**Exercise directions**
Nothing other than an exact copy of the records should be returned.

Recorded data

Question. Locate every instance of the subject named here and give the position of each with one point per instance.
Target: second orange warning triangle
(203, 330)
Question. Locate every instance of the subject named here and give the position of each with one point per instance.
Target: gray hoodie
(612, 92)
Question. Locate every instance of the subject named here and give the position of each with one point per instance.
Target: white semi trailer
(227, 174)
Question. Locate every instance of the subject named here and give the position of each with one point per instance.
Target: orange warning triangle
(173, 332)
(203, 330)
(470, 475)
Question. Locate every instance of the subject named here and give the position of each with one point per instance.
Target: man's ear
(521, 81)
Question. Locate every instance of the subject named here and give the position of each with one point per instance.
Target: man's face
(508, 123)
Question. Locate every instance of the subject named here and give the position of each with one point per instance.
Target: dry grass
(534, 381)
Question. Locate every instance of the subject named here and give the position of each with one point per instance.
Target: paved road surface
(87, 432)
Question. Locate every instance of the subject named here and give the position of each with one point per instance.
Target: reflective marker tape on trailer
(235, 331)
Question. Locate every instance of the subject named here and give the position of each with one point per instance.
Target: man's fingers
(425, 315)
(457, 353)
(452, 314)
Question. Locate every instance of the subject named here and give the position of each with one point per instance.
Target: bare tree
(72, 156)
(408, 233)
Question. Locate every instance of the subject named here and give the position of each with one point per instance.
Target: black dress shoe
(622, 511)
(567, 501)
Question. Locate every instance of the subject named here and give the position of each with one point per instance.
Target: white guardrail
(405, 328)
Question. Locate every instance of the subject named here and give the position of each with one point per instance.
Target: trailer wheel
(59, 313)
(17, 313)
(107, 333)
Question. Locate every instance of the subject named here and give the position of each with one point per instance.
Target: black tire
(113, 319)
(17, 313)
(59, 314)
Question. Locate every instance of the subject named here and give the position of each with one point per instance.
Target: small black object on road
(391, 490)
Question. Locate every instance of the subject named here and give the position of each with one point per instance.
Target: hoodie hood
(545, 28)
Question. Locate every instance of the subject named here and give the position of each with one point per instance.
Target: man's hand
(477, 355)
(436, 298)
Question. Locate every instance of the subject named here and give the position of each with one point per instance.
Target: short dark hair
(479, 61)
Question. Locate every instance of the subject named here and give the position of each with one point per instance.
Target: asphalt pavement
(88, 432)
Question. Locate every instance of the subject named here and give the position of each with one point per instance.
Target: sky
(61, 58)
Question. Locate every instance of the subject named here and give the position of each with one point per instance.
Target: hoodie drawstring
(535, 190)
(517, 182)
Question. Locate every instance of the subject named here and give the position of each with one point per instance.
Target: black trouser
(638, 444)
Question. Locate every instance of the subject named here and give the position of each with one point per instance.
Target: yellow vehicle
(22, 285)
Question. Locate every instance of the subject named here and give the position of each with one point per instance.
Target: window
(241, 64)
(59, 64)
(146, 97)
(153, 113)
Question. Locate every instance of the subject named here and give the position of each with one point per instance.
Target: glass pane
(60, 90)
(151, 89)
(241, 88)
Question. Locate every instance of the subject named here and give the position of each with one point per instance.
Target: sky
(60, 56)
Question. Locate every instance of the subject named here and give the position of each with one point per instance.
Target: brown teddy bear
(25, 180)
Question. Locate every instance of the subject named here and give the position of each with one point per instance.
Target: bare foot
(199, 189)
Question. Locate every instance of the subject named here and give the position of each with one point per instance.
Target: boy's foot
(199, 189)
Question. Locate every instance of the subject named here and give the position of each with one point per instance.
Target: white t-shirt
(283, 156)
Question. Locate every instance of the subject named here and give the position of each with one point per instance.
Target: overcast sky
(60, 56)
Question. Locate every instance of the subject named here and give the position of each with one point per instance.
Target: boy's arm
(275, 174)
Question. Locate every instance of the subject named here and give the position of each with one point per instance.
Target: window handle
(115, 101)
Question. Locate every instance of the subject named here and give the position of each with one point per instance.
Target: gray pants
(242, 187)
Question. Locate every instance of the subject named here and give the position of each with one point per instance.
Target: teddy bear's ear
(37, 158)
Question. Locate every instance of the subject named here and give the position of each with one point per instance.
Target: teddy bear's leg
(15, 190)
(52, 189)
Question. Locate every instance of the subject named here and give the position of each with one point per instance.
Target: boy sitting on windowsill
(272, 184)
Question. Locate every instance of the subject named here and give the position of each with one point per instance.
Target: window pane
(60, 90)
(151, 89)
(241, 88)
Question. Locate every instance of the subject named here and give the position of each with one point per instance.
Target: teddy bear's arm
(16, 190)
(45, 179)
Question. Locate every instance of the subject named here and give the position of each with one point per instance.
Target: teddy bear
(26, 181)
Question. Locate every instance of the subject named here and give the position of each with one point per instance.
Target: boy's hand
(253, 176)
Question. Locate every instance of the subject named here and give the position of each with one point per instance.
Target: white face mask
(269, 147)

**Solved exercise**
Question. Locate every instance of the subject named here and give the position of each with one point per instance.
Target: second orange warning triangle
(203, 330)
Question. Locate every instance of the subject named here and give the position of each with one point per instance.
Target: gray hoodie
(612, 92)
Question. Locate every instance of the subject named here and give the position of each with one point per instance.
Target: white semi trailer
(227, 174)
Question. Locate every instance of the subject named here and give the position of each with one point per instance.
Target: orange warning triangle
(173, 332)
(203, 330)
(470, 475)
Question. Locate every instance of the subject named here and give the position of each with one point per instance.
Target: man's ear
(521, 81)
Question. Locate every instance of the subject named here and give the position of each with one point per instance.
Target: man's face
(508, 123)
Question. Locate every instance of the subject named here and give the position of each with one point per instance.
Target: dry grass
(534, 381)
Question. Locate every instance of the subject named here and give the position of each with one point per instance.
Target: paved road surface
(87, 432)
Question. Locate every instance of the subject named here and give the position of each with one point per instance.
Target: reflective marker tape on trailer
(235, 331)
Question. Locate every instance of the subject named here and give the position of each with one point per instance.
Target: man's fingers
(425, 315)
(457, 353)
(452, 314)
Question. Locate every instance of the subject named here and give the position of each with one point per instance.
Target: bare tree
(72, 156)
(408, 233)
Question. Locate every instance of the subject named here and give the position of each with one point per instance.
Target: black dress shoe
(622, 511)
(567, 501)
Question. Locate every instance of the subject named here and give the position of each with one point per instance.
Target: white guardrail
(405, 328)
Question. Locate every instance of the subject named here and give the position of each with one point per instance.
Target: trailer wheel
(59, 313)
(17, 313)
(107, 333)
Question. Locate every instance of the subject named here and give the position of each with one point per instance.
Target: black tire
(113, 319)
(17, 313)
(59, 314)
Question. Locate every instance of the subject named here and give the position of each with one point per instance.
Target: small black object on road
(391, 490)
Question. Locate every instance of the subject named here and give the position of each with one point per instance.
Target: hoodie hood
(545, 28)
Question. Locate every instance of the subject named here and give the position of each with one point per instance.
Target: man's hand
(477, 355)
(436, 298)
Question. Locate every instance of the subject named here and give the position of each with one point per instance.
Target: short dark hair
(479, 61)
Question. Locate every instance of the subject named here and give the position of each with one point per instance.
Target: asphalt pavement
(88, 432)
Question. Locate every instance of the subject named here and give the position of each with one point per instance.
Target: sky
(61, 58)
Question. Locate every instance of the subject named here and give the position of each with one point per instance.
Target: hoodie drawstring
(535, 190)
(517, 182)
Question. Locate every instance of the subject named here and give the position of each with one point per instance.
Target: black trouser
(638, 444)
Question. Locate every instance of the subject named here and give the position of each with one point per instance.
Target: yellow vehicle
(22, 285)
Question. Locate every instance of the subject named here and give the position of each with one point per instance.
Target: window
(241, 64)
(59, 64)
(146, 97)
(153, 113)
Question. Locate every instance of the subject named here and give the position of each with one point per instance.
Target: glass pane
(60, 90)
(151, 89)
(241, 88)
Question. Locate every instance of the subject named here and give the position of each with one point per instance.
Target: sky
(60, 56)
Question. Locate every instance of the subject named here and give the position of each with one point per instance.
Target: brown teddy bear
(25, 180)
Question. Locate every instance of the subject named here and give the position of each with one point per instance.
Target: bare foot
(199, 189)
Question. Locate every instance of the subject named here and give the position of each with one point per instance.
Target: boy's foot
(199, 189)
Question. Locate every instance of the subject named here and give the position of each with one point per instance.
Target: white t-shirt
(283, 156)
Question. Locate every instance of the subject named here and give the position of each with one point per instance.
Target: overcast sky
(60, 56)
Question. Locate every instance of the subject named here and give the position of each with one point per instance.
Target: boy's arm
(275, 174)
Question. Locate every instance of the subject named here and give the position of each with one point per instance.
Target: window handle
(115, 101)
Question. Locate every instance of the subject named here and give the position of each with one point per instance.
Target: gray pants
(242, 187)
Question. Locate every instance of the subject named here and give the position of each with one point per instance.
Target: teddy bear's ear
(37, 158)
Question. Locate every instance of the subject named here and give the position of each with one point per instance.
Target: teddy bear's leg
(15, 190)
(52, 189)
Question. Locate every instance of the subject named here and give the position of each with one point per instance.
Target: boy sitting on windowsill
(272, 184)
Question. Locate every instance of the subject named here and give the position of each with one point per instance.
Target: window pane
(60, 90)
(151, 89)
(241, 88)
Question. Locate every instance of the subject named here and give the position of each with one point per instance.
Target: teddy bear's arm
(16, 190)
(45, 179)
Question. Locate every instance of the subject named here and give the position of each with one point per instance.
Target: teddy bear
(26, 181)
Question. Locate every instance of the subject named here and give the position of each with one point per instance.
Target: boy's hand
(253, 176)
Question. Locate every instance of the subject named here and give the position of each with one point per instance.
Target: white face mask
(269, 147)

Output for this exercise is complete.